**To do**
Your answer must be an exact transcription of the lines from the line with "Shelf-audit ticket. Put a marker on every instance of the tinted" through the final line of the data.

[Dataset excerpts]
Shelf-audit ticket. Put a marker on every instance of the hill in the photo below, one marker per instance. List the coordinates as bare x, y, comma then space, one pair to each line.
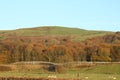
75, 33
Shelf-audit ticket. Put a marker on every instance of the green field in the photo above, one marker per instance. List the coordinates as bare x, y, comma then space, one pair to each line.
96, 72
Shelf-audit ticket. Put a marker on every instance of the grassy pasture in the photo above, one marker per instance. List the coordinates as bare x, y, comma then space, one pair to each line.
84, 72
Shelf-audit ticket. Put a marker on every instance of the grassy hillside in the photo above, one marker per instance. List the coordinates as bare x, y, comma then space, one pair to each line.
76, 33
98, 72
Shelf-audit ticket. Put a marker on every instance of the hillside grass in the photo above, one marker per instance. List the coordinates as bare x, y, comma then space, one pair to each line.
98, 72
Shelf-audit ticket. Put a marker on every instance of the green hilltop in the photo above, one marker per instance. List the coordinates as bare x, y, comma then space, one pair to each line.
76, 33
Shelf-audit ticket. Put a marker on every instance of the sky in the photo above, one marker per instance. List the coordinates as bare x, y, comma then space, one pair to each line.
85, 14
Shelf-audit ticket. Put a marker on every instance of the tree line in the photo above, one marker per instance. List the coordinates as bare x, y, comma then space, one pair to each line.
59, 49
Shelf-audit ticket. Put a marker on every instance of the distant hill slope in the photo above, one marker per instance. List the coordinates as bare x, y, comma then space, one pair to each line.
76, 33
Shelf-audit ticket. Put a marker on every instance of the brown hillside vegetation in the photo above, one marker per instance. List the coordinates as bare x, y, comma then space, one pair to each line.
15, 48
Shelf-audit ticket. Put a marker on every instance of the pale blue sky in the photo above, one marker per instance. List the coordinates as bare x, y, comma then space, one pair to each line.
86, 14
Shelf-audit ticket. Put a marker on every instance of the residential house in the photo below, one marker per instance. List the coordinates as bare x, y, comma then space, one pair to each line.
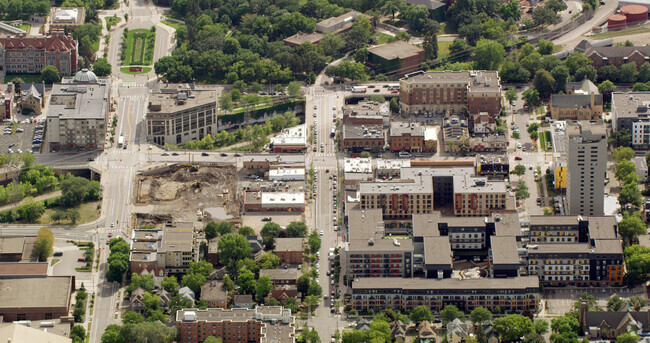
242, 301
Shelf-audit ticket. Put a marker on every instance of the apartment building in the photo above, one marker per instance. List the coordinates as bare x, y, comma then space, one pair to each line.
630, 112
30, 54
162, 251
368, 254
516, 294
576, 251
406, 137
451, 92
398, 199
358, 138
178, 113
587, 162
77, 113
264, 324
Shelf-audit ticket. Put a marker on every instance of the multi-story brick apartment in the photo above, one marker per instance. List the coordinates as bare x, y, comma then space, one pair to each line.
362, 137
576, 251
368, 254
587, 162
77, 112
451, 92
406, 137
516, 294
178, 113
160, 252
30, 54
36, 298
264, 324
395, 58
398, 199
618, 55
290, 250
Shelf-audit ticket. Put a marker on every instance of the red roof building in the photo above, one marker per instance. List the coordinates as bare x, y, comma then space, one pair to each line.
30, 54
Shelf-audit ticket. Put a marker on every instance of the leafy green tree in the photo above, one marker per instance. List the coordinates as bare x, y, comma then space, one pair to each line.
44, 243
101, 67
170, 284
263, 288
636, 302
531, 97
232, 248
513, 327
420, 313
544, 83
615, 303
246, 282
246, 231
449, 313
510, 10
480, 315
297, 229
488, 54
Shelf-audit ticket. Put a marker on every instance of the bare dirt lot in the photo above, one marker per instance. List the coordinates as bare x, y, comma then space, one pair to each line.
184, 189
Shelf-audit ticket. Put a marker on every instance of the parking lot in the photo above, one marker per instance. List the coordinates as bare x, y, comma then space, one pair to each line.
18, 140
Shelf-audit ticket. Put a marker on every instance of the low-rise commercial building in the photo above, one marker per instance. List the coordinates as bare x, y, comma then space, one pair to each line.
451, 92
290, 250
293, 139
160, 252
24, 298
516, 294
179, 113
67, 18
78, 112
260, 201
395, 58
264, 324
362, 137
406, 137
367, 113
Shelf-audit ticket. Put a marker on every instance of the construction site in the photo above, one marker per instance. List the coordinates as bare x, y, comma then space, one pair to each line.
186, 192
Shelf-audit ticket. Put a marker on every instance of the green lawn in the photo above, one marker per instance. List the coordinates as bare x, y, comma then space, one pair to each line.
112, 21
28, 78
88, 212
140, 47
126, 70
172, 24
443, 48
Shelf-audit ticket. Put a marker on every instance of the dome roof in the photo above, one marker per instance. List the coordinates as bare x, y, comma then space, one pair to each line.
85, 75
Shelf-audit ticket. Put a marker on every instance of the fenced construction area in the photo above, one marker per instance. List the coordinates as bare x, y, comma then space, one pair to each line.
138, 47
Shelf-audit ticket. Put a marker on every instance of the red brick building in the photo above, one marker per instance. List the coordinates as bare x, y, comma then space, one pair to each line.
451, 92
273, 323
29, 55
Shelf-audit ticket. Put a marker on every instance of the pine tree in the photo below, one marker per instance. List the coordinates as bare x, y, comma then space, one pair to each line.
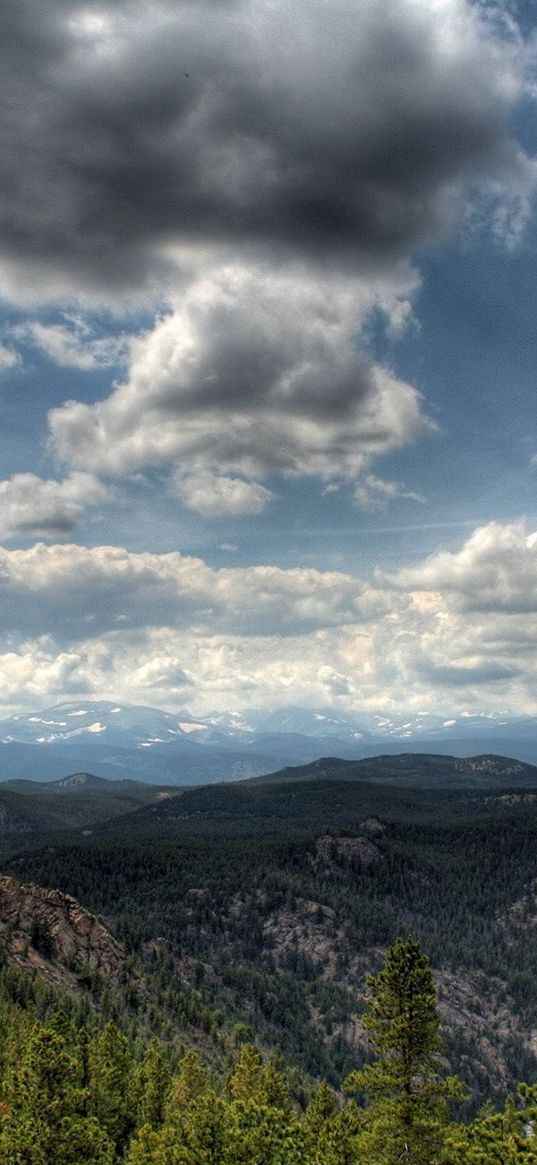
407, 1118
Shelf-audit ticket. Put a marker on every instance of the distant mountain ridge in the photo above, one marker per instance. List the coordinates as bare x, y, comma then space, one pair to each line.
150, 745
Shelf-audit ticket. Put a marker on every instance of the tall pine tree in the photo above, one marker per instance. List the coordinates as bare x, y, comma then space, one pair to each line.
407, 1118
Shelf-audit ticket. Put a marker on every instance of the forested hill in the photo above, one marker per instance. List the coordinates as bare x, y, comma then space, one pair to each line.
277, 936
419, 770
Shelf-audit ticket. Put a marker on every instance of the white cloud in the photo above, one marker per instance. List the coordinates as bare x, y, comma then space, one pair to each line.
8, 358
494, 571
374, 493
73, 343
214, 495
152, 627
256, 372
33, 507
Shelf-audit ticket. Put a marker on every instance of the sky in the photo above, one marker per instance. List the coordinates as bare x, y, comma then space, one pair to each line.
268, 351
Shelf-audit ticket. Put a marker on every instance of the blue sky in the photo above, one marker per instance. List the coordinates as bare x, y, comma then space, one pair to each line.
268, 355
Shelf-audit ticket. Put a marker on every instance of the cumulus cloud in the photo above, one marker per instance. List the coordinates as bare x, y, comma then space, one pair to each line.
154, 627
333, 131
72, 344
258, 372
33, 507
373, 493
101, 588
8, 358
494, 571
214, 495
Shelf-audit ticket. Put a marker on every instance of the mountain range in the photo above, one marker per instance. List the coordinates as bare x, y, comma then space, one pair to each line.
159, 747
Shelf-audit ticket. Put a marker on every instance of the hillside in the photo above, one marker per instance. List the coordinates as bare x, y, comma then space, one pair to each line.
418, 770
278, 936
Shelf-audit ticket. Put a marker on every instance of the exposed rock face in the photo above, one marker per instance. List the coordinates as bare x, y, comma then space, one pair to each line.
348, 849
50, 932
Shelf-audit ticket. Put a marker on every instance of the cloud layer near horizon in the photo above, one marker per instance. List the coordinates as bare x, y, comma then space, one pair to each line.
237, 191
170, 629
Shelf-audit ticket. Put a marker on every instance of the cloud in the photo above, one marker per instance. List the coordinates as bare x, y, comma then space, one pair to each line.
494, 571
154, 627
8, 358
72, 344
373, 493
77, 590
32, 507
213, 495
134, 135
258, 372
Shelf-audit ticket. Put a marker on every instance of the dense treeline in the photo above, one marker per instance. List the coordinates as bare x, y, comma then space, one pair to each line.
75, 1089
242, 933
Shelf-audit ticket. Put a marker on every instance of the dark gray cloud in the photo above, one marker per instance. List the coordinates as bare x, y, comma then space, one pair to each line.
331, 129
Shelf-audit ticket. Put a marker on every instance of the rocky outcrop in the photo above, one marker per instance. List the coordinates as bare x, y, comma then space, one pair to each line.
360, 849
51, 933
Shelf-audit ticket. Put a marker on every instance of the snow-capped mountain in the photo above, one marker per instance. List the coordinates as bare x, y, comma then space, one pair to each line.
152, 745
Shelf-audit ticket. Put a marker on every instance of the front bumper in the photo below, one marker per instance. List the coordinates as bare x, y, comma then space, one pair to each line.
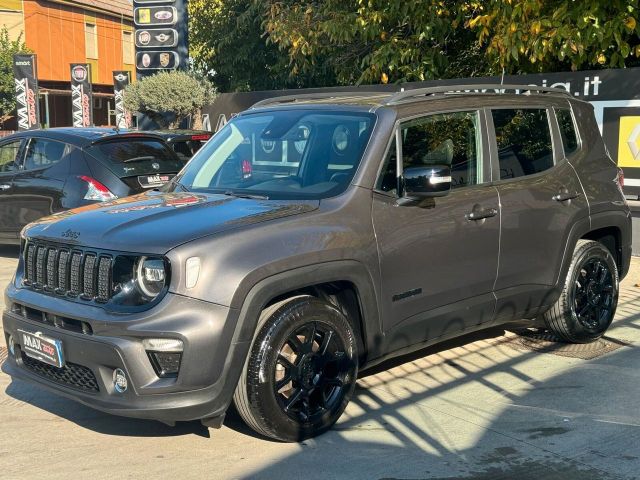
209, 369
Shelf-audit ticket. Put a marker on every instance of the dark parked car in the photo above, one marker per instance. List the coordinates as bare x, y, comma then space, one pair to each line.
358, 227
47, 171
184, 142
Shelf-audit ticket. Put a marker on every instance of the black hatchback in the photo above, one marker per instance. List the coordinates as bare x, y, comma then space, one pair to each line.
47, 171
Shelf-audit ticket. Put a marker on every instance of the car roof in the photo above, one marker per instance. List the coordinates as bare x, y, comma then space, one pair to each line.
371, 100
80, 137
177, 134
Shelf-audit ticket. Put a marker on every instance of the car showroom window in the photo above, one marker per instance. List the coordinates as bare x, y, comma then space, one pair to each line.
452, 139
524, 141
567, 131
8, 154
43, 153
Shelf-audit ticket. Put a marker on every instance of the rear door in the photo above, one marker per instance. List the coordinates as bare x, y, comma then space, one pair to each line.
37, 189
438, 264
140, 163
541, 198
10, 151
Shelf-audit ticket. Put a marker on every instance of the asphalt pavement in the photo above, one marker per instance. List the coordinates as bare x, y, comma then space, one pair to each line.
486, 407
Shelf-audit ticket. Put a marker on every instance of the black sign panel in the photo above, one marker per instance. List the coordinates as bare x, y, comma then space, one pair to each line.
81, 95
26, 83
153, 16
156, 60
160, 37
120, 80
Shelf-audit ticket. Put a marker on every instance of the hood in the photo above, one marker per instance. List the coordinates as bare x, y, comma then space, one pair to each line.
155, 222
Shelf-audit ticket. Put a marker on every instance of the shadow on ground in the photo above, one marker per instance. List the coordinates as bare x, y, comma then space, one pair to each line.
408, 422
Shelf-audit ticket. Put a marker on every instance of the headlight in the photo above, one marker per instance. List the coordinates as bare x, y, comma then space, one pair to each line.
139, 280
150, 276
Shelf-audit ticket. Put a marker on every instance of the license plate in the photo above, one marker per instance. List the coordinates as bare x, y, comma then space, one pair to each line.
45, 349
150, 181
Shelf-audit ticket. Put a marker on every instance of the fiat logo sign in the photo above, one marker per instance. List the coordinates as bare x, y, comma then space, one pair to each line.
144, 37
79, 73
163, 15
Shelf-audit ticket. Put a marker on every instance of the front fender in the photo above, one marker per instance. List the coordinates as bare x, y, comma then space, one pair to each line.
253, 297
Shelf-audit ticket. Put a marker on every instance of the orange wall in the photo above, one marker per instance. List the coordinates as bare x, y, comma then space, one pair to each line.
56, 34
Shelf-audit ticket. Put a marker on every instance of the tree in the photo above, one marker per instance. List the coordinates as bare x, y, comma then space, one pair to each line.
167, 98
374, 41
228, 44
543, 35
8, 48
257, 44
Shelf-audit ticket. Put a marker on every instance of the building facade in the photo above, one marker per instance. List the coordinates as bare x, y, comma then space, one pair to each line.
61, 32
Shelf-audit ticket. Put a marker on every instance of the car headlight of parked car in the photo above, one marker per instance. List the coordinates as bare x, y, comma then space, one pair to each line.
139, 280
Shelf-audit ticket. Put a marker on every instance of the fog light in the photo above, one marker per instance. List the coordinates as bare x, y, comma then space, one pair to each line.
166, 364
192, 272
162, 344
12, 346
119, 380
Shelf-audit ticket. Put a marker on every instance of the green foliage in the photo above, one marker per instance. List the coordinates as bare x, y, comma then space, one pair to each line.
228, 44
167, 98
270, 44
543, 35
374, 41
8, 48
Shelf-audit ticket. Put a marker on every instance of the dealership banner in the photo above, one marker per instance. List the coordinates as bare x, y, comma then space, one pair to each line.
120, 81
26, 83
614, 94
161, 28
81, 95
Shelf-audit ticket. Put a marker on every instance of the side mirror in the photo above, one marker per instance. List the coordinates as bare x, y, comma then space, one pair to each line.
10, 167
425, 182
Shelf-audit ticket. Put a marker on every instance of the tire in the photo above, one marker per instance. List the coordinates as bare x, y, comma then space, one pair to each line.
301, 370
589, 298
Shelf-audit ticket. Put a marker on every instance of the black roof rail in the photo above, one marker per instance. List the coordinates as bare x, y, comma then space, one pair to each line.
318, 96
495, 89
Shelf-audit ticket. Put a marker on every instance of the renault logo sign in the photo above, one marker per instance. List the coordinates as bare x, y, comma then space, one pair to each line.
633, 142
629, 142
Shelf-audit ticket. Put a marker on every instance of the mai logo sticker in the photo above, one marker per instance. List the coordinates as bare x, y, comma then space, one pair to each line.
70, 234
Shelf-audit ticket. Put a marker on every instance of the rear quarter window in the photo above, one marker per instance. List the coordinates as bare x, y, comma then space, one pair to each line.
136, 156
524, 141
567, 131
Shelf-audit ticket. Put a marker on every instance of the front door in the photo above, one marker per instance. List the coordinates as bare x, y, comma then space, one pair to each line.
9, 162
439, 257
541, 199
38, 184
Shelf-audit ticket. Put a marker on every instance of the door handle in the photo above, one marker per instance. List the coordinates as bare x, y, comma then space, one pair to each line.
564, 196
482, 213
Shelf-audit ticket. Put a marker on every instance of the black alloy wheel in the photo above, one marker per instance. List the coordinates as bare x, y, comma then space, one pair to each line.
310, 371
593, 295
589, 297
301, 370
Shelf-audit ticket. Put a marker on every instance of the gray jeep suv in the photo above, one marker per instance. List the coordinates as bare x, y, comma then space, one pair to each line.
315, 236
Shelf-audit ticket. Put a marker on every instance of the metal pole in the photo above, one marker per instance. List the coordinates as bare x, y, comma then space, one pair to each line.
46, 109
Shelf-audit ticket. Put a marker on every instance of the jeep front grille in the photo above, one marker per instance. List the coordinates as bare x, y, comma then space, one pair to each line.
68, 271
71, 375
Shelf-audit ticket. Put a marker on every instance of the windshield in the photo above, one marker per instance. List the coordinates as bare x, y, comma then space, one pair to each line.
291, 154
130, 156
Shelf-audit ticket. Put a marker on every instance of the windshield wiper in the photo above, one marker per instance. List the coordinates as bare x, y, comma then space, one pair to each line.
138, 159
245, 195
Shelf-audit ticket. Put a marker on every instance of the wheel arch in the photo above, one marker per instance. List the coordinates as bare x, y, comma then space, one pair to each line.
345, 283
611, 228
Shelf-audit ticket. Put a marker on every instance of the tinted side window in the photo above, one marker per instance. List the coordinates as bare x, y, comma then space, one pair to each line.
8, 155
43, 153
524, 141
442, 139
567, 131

**Reply**
Shelf-audit ticket. Put a marker on every instance of the tinted side window in the photo above, one marker per instance. List the coordinates as bare x, y, comma then space, one pair to each line.
8, 155
43, 153
524, 141
442, 139
567, 131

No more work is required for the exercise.